Referring expression data
___

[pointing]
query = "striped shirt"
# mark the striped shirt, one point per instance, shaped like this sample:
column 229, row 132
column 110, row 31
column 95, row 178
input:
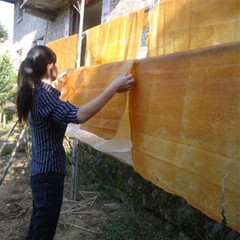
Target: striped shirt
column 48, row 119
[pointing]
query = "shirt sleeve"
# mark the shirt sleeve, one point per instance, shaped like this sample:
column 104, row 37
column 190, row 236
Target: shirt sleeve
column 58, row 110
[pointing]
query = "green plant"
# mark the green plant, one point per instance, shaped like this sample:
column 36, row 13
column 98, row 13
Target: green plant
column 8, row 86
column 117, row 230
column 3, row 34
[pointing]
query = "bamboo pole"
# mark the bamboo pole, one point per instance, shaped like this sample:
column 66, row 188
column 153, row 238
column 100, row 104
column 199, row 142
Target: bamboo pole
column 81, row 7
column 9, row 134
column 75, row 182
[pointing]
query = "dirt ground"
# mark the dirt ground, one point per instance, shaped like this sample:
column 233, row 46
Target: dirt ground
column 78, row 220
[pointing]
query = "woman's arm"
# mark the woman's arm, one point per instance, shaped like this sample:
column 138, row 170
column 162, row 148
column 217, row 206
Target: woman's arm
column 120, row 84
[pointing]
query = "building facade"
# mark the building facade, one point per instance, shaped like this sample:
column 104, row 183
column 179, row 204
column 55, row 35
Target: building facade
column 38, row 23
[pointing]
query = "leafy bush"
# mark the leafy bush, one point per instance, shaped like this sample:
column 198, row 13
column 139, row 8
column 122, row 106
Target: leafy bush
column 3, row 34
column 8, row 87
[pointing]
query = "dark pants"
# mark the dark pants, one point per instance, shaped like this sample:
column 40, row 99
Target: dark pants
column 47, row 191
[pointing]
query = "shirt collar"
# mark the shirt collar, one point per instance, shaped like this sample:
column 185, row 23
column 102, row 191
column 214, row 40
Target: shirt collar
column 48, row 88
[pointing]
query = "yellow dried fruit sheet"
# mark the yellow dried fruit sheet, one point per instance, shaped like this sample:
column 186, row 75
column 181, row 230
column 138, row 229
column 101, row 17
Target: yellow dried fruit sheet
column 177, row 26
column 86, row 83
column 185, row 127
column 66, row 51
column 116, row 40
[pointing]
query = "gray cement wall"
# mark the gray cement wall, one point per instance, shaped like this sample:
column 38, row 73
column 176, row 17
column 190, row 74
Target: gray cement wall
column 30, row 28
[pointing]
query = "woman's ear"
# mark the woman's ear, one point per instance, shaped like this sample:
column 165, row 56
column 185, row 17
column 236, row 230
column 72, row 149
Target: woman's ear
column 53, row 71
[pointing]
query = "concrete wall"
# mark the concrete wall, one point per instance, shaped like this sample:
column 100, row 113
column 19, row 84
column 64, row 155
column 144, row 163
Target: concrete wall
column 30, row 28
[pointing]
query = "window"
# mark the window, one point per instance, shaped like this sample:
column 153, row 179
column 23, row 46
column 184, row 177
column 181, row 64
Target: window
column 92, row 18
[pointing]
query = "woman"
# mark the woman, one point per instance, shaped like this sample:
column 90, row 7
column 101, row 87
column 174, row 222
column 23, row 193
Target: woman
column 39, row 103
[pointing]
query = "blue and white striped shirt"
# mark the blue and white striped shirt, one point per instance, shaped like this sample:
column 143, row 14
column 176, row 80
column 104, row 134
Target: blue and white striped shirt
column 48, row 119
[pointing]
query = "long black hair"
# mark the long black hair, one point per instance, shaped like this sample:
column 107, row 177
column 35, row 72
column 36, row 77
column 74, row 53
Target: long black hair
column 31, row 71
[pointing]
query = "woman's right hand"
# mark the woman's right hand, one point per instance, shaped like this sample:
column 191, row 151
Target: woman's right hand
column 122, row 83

___

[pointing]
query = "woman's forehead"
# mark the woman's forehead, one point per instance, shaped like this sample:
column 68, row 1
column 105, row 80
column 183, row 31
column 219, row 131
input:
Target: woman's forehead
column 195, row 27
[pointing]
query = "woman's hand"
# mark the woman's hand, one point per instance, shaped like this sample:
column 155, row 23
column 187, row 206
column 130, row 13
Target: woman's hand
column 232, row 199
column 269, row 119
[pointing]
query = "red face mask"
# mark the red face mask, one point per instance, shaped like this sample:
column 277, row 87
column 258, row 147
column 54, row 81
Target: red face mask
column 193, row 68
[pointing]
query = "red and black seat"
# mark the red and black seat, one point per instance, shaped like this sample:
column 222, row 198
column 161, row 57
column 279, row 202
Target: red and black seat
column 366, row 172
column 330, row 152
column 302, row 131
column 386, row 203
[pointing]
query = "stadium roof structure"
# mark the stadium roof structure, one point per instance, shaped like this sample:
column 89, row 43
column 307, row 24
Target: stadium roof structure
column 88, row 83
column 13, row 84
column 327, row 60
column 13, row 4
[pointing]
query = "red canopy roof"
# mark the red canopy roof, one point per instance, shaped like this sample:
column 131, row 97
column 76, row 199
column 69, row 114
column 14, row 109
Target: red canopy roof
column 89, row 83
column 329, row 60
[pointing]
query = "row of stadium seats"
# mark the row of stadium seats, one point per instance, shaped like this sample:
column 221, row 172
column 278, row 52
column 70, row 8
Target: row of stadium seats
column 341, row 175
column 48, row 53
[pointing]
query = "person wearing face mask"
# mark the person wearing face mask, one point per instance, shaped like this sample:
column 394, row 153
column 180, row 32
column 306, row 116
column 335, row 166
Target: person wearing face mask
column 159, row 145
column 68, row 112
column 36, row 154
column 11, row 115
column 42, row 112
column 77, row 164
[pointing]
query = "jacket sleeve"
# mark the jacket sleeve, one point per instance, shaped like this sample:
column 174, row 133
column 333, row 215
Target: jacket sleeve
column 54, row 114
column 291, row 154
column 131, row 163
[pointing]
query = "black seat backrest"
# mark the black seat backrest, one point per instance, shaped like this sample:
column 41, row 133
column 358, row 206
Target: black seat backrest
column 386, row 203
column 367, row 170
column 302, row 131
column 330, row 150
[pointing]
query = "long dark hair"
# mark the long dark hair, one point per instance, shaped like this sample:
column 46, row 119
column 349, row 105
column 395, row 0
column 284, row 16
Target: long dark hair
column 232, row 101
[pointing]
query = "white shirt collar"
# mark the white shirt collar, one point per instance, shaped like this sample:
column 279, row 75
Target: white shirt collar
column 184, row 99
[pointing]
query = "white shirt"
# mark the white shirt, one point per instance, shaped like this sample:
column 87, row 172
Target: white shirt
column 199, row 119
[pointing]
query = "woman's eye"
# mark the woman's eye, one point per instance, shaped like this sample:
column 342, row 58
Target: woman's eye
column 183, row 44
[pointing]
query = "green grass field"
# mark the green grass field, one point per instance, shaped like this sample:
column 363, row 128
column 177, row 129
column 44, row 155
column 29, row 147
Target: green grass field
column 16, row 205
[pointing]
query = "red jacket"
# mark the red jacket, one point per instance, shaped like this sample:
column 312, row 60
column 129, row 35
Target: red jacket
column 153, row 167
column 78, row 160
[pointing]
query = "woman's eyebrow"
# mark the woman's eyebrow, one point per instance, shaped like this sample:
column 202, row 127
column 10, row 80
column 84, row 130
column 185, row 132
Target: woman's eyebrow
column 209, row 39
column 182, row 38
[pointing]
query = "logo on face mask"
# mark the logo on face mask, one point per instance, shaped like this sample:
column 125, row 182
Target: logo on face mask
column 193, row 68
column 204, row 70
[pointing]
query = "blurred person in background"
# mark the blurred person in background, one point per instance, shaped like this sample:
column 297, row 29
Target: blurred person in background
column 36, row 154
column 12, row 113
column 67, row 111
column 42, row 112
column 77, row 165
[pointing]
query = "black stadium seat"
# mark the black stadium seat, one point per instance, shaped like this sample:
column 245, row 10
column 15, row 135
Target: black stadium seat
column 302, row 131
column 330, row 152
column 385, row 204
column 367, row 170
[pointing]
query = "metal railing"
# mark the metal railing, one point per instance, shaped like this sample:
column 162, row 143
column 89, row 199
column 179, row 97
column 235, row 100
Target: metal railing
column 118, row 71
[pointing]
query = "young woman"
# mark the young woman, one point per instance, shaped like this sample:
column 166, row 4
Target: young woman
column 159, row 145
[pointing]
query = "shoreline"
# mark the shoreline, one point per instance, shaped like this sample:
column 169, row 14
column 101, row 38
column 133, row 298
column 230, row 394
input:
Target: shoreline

___

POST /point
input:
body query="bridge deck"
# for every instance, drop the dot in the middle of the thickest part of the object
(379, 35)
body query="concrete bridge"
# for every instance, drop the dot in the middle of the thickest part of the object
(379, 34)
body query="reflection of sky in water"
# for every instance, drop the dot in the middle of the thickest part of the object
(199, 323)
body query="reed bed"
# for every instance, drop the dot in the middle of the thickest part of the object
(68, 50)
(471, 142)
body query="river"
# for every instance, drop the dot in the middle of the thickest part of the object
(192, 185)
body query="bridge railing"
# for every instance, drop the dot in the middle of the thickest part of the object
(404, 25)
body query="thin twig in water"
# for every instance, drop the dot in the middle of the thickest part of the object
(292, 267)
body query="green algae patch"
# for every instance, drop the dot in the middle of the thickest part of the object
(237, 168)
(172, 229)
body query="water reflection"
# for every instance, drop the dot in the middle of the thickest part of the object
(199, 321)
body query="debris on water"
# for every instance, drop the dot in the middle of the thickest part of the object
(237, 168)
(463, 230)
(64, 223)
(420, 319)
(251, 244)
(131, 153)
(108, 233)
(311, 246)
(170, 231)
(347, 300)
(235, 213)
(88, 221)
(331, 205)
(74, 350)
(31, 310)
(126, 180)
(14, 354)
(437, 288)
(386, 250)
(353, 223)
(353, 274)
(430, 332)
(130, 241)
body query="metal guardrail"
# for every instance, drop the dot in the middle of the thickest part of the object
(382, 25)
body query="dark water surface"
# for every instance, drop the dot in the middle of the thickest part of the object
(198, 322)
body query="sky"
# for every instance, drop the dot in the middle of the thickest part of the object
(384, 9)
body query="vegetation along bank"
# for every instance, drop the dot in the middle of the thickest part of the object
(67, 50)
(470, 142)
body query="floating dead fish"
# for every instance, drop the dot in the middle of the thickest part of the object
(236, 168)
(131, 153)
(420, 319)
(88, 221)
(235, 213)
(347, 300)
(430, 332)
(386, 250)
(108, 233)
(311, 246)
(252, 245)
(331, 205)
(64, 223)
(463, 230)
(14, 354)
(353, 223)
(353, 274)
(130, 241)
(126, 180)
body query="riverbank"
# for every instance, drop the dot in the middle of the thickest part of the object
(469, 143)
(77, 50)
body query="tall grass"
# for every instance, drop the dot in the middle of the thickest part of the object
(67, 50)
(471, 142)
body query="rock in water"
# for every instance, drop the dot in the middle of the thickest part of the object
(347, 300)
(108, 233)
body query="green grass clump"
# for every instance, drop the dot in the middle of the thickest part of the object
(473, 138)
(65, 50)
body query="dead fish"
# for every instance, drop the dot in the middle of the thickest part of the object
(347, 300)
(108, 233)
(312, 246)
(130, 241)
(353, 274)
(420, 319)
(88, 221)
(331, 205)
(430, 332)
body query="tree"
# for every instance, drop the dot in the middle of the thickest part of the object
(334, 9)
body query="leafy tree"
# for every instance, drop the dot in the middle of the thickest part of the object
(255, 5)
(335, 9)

___

**Task item:**
What lines in the data above carry "reflection"? Return them all.

**Reply to the exercise:**
body query="reflection of sky in water"
body query="water reflection"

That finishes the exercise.